Problem: Scan the records below. List lines holding "bush".

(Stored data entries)
________________________
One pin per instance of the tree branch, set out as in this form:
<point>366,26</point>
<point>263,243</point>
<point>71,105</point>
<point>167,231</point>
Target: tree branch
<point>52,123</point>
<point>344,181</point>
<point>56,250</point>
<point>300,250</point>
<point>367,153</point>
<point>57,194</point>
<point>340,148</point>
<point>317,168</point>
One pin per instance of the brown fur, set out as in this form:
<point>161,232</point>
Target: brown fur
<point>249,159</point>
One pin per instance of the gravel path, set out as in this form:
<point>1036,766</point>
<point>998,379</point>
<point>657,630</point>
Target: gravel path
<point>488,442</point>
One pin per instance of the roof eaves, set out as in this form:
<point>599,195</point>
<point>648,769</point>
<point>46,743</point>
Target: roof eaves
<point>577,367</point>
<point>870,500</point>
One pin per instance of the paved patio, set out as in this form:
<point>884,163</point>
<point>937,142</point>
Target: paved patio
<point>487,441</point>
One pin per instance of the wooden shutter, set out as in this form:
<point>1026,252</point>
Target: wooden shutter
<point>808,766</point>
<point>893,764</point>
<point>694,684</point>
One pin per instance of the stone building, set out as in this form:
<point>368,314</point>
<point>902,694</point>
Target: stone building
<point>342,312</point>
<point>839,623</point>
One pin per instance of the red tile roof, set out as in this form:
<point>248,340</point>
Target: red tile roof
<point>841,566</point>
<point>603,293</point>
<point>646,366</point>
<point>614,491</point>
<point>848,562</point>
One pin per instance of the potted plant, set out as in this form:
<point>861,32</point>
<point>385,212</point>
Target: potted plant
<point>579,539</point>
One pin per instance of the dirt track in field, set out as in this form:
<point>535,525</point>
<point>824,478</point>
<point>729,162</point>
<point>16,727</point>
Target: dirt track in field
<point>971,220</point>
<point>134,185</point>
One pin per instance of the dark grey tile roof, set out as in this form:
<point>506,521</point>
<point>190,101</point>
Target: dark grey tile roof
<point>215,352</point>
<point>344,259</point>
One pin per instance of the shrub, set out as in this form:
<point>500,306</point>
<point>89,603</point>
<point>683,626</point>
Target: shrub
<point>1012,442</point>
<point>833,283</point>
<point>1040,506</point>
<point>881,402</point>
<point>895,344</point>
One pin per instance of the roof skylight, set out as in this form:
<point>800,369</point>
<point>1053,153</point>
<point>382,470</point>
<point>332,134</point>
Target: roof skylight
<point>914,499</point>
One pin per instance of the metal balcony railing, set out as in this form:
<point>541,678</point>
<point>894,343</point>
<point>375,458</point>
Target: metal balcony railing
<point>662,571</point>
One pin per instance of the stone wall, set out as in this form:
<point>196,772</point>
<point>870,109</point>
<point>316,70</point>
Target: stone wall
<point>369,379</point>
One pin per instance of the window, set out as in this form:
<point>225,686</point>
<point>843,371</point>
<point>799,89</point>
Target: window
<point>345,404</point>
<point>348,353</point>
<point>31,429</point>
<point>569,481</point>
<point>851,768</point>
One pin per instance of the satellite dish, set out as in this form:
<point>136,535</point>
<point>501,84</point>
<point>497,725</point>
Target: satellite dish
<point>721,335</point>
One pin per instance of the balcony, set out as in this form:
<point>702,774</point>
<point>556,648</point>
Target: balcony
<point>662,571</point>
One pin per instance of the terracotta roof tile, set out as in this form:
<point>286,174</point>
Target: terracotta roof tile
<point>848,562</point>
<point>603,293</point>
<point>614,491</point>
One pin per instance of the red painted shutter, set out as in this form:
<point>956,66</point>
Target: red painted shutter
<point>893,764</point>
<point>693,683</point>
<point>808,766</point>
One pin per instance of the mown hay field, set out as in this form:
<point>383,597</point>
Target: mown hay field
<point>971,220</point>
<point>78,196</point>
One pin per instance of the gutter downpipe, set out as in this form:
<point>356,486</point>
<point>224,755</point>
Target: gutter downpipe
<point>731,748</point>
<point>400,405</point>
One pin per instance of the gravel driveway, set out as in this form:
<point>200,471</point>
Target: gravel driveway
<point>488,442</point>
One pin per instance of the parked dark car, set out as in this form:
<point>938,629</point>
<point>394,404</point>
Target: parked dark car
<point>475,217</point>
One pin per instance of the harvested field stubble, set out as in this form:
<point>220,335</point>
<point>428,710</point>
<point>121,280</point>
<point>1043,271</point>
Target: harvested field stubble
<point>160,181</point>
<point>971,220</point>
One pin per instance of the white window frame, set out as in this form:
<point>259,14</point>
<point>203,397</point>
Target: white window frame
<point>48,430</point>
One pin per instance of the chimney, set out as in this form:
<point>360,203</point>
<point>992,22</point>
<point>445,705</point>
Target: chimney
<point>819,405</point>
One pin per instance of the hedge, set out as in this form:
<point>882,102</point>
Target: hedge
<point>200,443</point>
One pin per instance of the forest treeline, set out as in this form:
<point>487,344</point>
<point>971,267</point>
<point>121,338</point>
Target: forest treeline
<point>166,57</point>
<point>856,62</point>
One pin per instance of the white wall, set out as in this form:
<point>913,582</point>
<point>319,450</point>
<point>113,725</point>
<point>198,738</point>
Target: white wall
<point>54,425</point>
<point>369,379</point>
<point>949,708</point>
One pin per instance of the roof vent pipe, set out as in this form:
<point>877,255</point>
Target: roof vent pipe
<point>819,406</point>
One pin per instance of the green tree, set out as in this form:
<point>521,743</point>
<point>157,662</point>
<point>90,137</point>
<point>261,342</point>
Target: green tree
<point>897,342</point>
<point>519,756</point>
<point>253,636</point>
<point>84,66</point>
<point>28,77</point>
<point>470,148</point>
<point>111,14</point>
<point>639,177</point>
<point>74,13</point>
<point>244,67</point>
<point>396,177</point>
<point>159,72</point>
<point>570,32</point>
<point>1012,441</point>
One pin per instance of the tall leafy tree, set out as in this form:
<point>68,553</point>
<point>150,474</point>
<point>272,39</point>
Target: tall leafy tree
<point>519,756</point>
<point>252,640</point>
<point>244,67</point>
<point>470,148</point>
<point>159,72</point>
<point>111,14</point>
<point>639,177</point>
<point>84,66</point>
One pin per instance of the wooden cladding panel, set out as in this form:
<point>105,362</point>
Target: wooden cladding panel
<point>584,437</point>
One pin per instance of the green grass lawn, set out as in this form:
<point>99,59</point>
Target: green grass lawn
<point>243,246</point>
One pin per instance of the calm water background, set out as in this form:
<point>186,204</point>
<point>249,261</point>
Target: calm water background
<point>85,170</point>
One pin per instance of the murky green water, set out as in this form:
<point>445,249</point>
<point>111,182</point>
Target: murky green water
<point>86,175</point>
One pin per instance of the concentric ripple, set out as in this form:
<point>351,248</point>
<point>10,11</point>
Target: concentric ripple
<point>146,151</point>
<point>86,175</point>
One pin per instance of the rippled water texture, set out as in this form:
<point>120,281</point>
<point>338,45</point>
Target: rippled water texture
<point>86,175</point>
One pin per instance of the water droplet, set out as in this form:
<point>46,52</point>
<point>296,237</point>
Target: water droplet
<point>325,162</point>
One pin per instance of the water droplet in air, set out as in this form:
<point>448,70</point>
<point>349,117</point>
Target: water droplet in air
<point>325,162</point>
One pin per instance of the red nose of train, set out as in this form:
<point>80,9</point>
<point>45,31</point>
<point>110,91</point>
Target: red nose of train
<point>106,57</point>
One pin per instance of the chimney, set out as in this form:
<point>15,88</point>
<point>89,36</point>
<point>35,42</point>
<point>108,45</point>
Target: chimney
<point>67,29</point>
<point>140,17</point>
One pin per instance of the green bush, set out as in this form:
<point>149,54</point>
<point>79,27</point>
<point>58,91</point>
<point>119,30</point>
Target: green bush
________________________
Solution to this exercise:
One pin per instance of the green bush, set out as in this form:
Target: green bush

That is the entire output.